_SET TASK:_
Write out the data below word for word, from the first line to the last, and leave out the pictures.

_MATERIAL FOR THE TASK:_

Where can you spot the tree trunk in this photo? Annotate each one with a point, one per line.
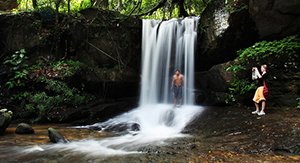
(120, 5)
(57, 4)
(34, 4)
(69, 7)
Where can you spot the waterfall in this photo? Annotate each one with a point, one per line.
(166, 45)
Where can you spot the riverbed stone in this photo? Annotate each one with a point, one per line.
(55, 136)
(24, 128)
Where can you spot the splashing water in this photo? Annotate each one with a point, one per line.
(166, 45)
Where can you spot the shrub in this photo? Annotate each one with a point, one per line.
(280, 55)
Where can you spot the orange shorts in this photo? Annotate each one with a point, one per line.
(259, 95)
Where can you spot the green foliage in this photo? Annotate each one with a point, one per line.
(127, 7)
(40, 87)
(298, 102)
(280, 55)
(18, 68)
(56, 94)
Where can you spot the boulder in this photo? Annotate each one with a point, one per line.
(55, 136)
(24, 128)
(5, 119)
(122, 127)
(212, 85)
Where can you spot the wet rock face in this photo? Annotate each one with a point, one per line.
(24, 128)
(212, 85)
(55, 136)
(123, 127)
(5, 119)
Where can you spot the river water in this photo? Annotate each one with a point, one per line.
(166, 46)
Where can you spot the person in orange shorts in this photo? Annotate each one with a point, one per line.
(259, 94)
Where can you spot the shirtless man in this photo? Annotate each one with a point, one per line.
(177, 84)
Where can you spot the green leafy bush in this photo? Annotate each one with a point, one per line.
(42, 86)
(279, 55)
(18, 68)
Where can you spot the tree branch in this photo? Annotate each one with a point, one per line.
(160, 4)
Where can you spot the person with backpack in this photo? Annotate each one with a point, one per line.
(262, 90)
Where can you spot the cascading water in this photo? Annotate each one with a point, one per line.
(167, 45)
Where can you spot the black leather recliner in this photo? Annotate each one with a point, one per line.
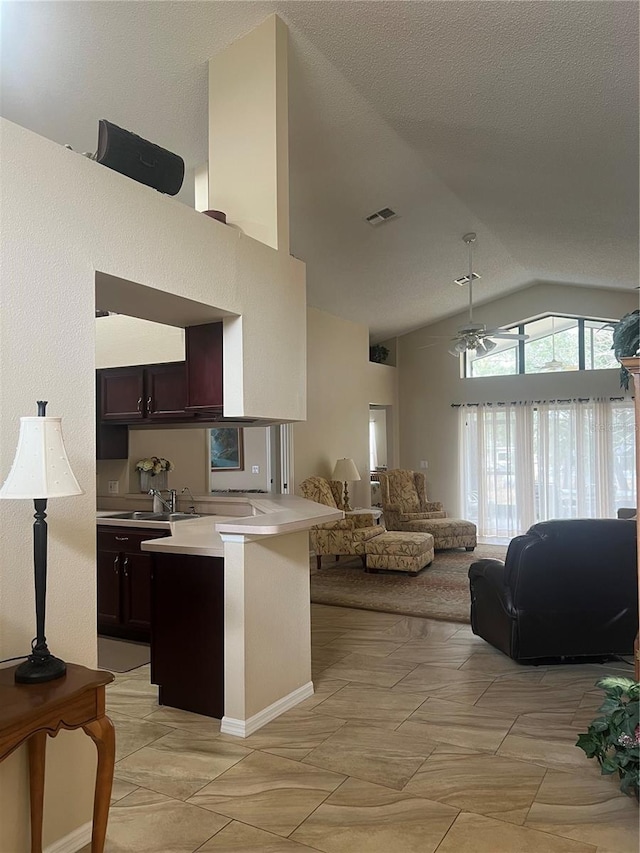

_WRITTEN SOLUTION:_
Where can you spot the tree trunk in this photo? Annotate each one with a point, one per line.
(120, 5)
(57, 4)
(34, 4)
(69, 7)
Where can you spot the waterfall in this photo? Annotate each one with a point, one per line.
(166, 45)
Where can you spot the riverbed stone in this photo? Annotate each one with a point, one per line.
(55, 136)
(24, 128)
Where can you spot the splashing water in this photo? Annotate each one with a point, one per line.
(166, 45)
Where can you spot the shrub in this photo? Annotate each one with a point, one per line.
(280, 55)
Where can you spot the orange shorts in this photo? Annotate each one with a point, one per line.
(259, 95)
Where can you spot the green foliage in this photo? Annotate each one with a point, one per line.
(127, 7)
(40, 87)
(298, 102)
(280, 55)
(18, 68)
(56, 94)
Where can you spot the boulder in this photo? Annotate each one with a point, one per line.
(55, 136)
(24, 128)
(5, 119)
(122, 127)
(212, 85)
Where can you spot the wet rock face in this photo? Annotate each one with a point, one per line.
(24, 128)
(212, 85)
(55, 136)
(123, 127)
(5, 119)
Where can you spot the river water in this photo? Annotate each one with a point, one per line.
(166, 46)
Where can you spot the person in orange shorts in this photo? Annotate each one with a point, one per line.
(259, 94)
Where can you spot the shirtless man in this photo? Annotate each one with a point, one per line.
(177, 84)
Where can you spot the green leafy bush in this photo? Annotate each one with a point, one per line.
(42, 86)
(279, 55)
(18, 68)
Where can you spot the tree branch in this photo? Annotate each one with a point, one per line.
(160, 4)
Where can you spot the person with backpack in this photo? Annotate each one with a point, one per line.
(262, 90)
Where can you spot the cascading water in this photo? Annotate each one with a point, one per line.
(167, 45)
Where can you spot the black leather recliner in this photo? Annotate each one with a point, one per line.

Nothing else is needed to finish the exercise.